*Exercise objective*
Could you update the material below so that every "takes one point" reads "gets a single point", with nothing else changed?

*Dataset rows*
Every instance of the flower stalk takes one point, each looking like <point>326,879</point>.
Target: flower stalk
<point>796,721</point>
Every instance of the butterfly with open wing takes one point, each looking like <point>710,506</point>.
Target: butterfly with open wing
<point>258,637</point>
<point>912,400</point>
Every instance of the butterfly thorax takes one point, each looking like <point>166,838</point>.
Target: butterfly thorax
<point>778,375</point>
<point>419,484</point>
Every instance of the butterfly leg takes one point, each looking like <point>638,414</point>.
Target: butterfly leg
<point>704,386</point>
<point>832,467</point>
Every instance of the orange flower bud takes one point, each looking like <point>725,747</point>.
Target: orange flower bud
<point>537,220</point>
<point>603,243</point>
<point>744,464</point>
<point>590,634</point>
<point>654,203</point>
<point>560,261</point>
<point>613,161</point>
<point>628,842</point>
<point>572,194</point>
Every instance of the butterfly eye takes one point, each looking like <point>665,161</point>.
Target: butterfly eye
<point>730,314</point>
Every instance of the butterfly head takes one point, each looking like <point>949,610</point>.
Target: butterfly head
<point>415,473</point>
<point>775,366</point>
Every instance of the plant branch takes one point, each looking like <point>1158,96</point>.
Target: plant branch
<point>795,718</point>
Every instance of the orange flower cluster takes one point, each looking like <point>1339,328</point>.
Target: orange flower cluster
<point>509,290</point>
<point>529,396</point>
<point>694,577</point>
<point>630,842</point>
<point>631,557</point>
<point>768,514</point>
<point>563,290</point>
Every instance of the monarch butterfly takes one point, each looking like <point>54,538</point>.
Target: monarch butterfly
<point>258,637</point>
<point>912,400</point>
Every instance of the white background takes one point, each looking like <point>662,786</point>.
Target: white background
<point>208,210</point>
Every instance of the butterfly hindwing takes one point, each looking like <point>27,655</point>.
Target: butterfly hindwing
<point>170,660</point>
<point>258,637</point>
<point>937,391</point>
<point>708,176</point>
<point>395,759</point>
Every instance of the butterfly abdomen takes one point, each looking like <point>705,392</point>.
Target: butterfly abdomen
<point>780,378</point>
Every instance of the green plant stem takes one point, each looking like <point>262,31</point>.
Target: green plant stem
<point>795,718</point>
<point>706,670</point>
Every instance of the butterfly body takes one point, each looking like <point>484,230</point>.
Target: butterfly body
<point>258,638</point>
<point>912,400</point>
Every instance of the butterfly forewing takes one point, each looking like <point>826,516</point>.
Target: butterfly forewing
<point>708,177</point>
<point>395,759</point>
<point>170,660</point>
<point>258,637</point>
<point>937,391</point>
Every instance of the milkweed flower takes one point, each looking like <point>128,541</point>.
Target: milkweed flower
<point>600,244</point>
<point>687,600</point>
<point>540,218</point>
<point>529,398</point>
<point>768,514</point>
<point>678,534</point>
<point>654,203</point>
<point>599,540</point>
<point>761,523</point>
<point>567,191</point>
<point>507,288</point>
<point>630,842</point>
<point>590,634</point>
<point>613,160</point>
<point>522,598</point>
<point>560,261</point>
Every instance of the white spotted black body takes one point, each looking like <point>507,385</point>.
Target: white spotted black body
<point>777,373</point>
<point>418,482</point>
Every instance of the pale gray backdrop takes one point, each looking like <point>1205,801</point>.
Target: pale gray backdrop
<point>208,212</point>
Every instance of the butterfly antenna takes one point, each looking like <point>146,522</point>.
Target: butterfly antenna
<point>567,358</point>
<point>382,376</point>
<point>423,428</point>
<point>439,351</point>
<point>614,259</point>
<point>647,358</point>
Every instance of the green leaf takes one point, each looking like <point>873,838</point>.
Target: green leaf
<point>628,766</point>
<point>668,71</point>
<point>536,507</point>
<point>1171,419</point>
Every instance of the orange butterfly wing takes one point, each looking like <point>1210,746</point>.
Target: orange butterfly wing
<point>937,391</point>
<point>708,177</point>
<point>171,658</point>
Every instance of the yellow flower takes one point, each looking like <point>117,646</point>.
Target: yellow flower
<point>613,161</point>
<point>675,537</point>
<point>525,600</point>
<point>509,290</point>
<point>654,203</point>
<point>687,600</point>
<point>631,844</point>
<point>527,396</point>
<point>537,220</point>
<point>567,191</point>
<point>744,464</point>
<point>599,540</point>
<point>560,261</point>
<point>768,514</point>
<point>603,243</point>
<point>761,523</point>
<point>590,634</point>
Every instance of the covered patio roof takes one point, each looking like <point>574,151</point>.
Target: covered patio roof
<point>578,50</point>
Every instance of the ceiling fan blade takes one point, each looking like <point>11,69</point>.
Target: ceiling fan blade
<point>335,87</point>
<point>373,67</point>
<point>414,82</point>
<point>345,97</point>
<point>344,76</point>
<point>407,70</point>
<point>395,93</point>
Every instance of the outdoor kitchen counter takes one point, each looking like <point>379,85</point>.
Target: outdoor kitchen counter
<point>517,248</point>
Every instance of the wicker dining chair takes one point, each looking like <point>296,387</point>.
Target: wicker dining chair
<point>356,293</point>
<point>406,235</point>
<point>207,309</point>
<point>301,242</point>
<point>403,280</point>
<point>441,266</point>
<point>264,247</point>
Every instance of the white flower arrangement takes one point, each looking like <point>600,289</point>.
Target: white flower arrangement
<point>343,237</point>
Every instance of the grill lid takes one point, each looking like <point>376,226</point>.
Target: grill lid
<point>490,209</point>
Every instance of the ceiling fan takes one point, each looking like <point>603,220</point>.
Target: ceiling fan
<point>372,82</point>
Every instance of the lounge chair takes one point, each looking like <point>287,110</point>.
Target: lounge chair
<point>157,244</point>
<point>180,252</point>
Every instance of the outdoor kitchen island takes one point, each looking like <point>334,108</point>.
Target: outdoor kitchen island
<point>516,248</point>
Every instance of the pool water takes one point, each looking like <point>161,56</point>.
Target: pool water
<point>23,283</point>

*Result of this task*
Every instance of the flower stalk gets a single point, each looking like <point>326,879</point>.
Target: flower stalk
<point>796,721</point>
Every instance of the butterfly with open wing gets a single point, each looking like <point>710,506</point>.
Target: butterfly with open wing
<point>258,637</point>
<point>912,400</point>
Every instance of the butterfly thorax gets a single point, each looking like <point>166,838</point>.
Target: butterfly thorax
<point>778,375</point>
<point>419,484</point>
Every instance of the butterfly leg gets a single point, each looking like <point>638,414</point>.
Target: butterfly leg
<point>704,386</point>
<point>832,467</point>
Every instance of the orange flower bud gets a single point, each looking like <point>725,747</point>.
Target: orange flower bud
<point>537,220</point>
<point>603,243</point>
<point>744,464</point>
<point>590,634</point>
<point>654,203</point>
<point>560,261</point>
<point>613,161</point>
<point>628,842</point>
<point>572,194</point>
Every instance of the butterfly eye gets a single point, each looking like <point>665,161</point>.
Target: butterfly eye
<point>730,314</point>
Every instance of the butterfly head gets a single point, each looking like <point>949,610</point>.
Target: butterfly head
<point>415,473</point>
<point>775,366</point>
Every instance of the plant branch gets a single point, each looking like <point>1158,96</point>.
Target: plant branch
<point>795,718</point>
Every instance of the orange flower cluster gets a single point, each looking like <point>1339,328</point>.
Target: orange flower cluster
<point>509,290</point>
<point>529,396</point>
<point>694,577</point>
<point>630,842</point>
<point>631,557</point>
<point>768,514</point>
<point>563,290</point>
Every instance of the monarch butterfly gets a single point, each looking like <point>54,538</point>.
Target: monarch butterfly
<point>258,637</point>
<point>912,400</point>
Every instance of the white background gets a single point, each looking like <point>662,786</point>.
Target: white background
<point>208,210</point>
Every instance of the butterfly hindwing gets a single point, each looking like <point>27,655</point>.
Target: butterfly hindwing
<point>170,660</point>
<point>258,637</point>
<point>937,391</point>
<point>708,176</point>
<point>395,759</point>
Every instance of the butterfly abdomen gets a single point, each looking like <point>705,392</point>.
Target: butterfly abdomen
<point>780,378</point>
Every instance of the green plant stem gets a single point, each looking like <point>262,31</point>.
Target: green plant stem
<point>795,718</point>
<point>706,670</point>
Every instance of the butterfly body gets a single point, each looking like <point>484,230</point>.
Target: butterfly body
<point>258,638</point>
<point>912,400</point>
Every instance of the butterfly forewing gets a single point, each looking like <point>826,516</point>.
Target: butterfly forewing
<point>708,177</point>
<point>395,759</point>
<point>170,660</point>
<point>258,637</point>
<point>937,391</point>
Every instance of the milkweed flower gets a single point, each looking like <point>128,541</point>.
Target: milkweed flower
<point>600,244</point>
<point>687,600</point>
<point>540,218</point>
<point>529,398</point>
<point>768,514</point>
<point>678,534</point>
<point>654,203</point>
<point>599,540</point>
<point>761,523</point>
<point>567,191</point>
<point>507,288</point>
<point>630,842</point>
<point>590,634</point>
<point>613,160</point>
<point>522,598</point>
<point>560,261</point>
Every instance of the white spotted black body gets a single point, each looking like <point>507,385</point>.
Target: white spotted black body
<point>777,373</point>
<point>418,482</point>
Every instance of the pale gray backdrop gets a single point, each looking like <point>1205,801</point>.
Target: pale gray backdrop
<point>208,212</point>
Every instance of the butterfly antenna gets a single point, each looking like <point>146,522</point>.
Target: butterfly antenna
<point>567,358</point>
<point>382,376</point>
<point>423,428</point>
<point>439,351</point>
<point>614,259</point>
<point>647,358</point>
Every instance of the green leaf gets a single point, each looking like <point>873,838</point>.
Target: green leaf
<point>628,766</point>
<point>668,71</point>
<point>536,507</point>
<point>1171,419</point>
Every instance of the orange butterfly wing gets a single point, each looking like <point>1210,746</point>.
Target: orange butterfly wing
<point>937,391</point>
<point>708,177</point>
<point>171,658</point>
Every instance of the yellow flower gets a single point, each looking like <point>117,646</point>.
Target: yellow flower
<point>613,161</point>
<point>675,537</point>
<point>525,600</point>
<point>509,290</point>
<point>654,203</point>
<point>687,600</point>
<point>631,844</point>
<point>527,396</point>
<point>537,220</point>
<point>567,191</point>
<point>744,464</point>
<point>599,540</point>
<point>560,261</point>
<point>768,514</point>
<point>603,243</point>
<point>761,523</point>
<point>590,634</point>
Every instance of the covered patio roof gets a single point, each looking like <point>574,151</point>.
Target: covered patio roof
<point>578,50</point>
Every instance of the ceiling fan blade gets a single point, each looking like <point>11,69</point>.
Target: ceiling fan blade
<point>335,87</point>
<point>373,67</point>
<point>414,82</point>
<point>345,97</point>
<point>344,76</point>
<point>407,70</point>
<point>395,93</point>
Every instance of the outdoor kitchen counter gets a single point, each looking like <point>379,85</point>.
Target: outdoor kitchen counter
<point>517,248</point>
Every instance of the wicker dining chair gets a single point, each looking like <point>296,387</point>.
Target: wicker dining chair
<point>356,293</point>
<point>406,235</point>
<point>207,309</point>
<point>301,242</point>
<point>403,280</point>
<point>441,266</point>
<point>264,247</point>
Every instance of the white flower arrangement gets a single point, each looking like <point>600,289</point>.
Target: white flower arrangement
<point>343,237</point>
Every instance of the grill lid gets a single point, each looking like <point>376,226</point>.
Target: grill lid
<point>490,209</point>
Every instance of the ceiling fan gets a single point, each looking like <point>603,220</point>.
Target: ceiling fan
<point>372,82</point>
Every instance of the lounge chair gets a single point, each looking like <point>287,110</point>.
Target: lounge chair
<point>157,244</point>
<point>180,252</point>
Every instance of the outdoor kitchen island gets a single point, each looking like <point>334,108</point>.
Target: outdoor kitchen island
<point>516,248</point>
Every instance of the pool water gets a single point, each looking like <point>161,56</point>.
Target: pool water
<point>23,283</point>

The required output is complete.